» SOAL LATIHAN:
A. Jawablah pertanyaan berikut berdasarkan teks tentang penghentian dana AS untuk UNESCO.
(i) Di kota mana General Conference ke-36 UNESCO yang menerima Palestina sebagai anggota penuh berlangsung?
(ii) Berapa kontribusi AS kepada UNESCO per tahun?
(iii) Berapa pembayaran yang semestinya dikirim AS pada bulan November?
B. Lanjutkan teks tentang penghentian dana AS untuk UNESCO setelah kalimat terakhirnya.

Ileana Ros-Lehtinen (cumhuriyet.com) |
Namun, fakta menunjukkan sebaliknya. Berbagai peristiwa justru menyaksikan bahwa Israel cuma jadi beban (liability) AS. Keputusan General Conference ke-36 UNESCO di Paris, Senin (31/10), yang menerima Palestina sebagai anggota penuh, menjadi fakta terbaru.
Selang beberapa jam setelah keputusan itu, pemerintah Presiden Barack Obama mengumumkan AS akan memangkas dan bahkan menghentikan kontribusi kepada UNESCO.
Undang-undang yang dibuat Kongres AS melarang Washington memberi kontribusi kepada PBB, dan setiap organnya, yang memberi Palestina hak layaknya sebuah negara berdaulat.
Kontribusi AS mencapai US$80 juta per tahun, atau sekitar 22 persen dari total anggaran UNESCO.
“Kami seharusnya mengirim pembayaran sebesar US$60 juta pada November ini, tapi kami tak akan melakukan pembayaran itu,” kata juru bicara Kementerian Luar Negeri AS, Victoria Nuland, di Washington, Selasa (1/11).
Penghentian dana sebesar itu tak diragukan lagi akan mengganggu kinerja UNESCO di seluruh dunia. Namun, kerugian jauh besar akan diderita AS.

Item dari sebuah koleksi
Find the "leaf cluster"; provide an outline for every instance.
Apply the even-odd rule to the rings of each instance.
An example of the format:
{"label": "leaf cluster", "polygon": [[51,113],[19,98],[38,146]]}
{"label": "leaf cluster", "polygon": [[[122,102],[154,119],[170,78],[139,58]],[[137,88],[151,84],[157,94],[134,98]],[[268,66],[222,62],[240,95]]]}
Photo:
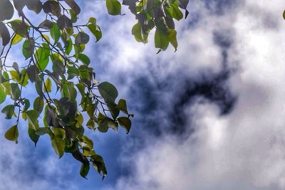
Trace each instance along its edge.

» DAFTAR JAWABAN:
A.
(i) Paris.
(ii) US$80 juta per tahun, atau sekitar 22 persen dari total anggaran UNESCO.
(iii) US$60 juta.

B.
Pertama, AS terancam kehilangan hak suara jika tak membayar iuran selama dua tahun. Padahal, investasi AS dalam proyek UNESCO sangat besar. Proyek di Irak dan Afghanistan terkait pelatihan jurnalis, reformasi kepolisian, pendidikan demokrasi di dominasi korporasi dan LSM AS. Demikian pula dengan proyek pengadaan sistem peringatan dini tsunami di kawasan Pasifik. Atau “Program Sesame” yang diarahkan untuk memfasilitasi riset ilmiah di negara berkembang.
Kedua, keanggotaan di UNESCO biasanya secara otomatis diterjemahkan ke dalam keanggotaan di sejumlah organ PBB lainnya, termasuk World Intellectual Property Organisation (WIPO), UN Conference on Trade and Development (UNCTAD), dan UN Industrial Development Organization (UNIDO). Sebab, ada perjanjian timbal balik di antara organ tersebut.
Celakanya bagi AS, sejumlah perusahaan besar mereka sangat erat terlibat dalam fungsi organ tersebut. Sebagai contoh, tahun lalu saja, korporasi seperti Apple, Facebook, The North Face, dan The American Automobile Association mengajukan kasus terkait hak atas kekayaan intelektual kepada WIPO.
Apabila Palestina bergabung dengan WIPO (yang biasanya otomatis), dan AS kembali mutung, bisa dipastikan Abang Sam akan kehilangan kendali di WIPO. Padahal, hal itu sangat berdampak pada upaya Obama memulihkan ekonomi AS dan menciptakan lapangan kerja di dalam negeri.
Itulah mengapa pemerintahan Obama mengadakan pertemuan dengan korporasi raksasa, macam Google, Microsoft, dan Apple, satu hari sebelum pemungutan suara di UNESCO. Washington ingin tahu apakah perusahaan itu memiliki ide untuk keluar dari kebuntuan.
Fenomena di UNESCO tampaknya akan menghasilkan efek “bandwagon”. Palestina dilaporkan mengincar keanggotaan di 16 organ PBB lainnya.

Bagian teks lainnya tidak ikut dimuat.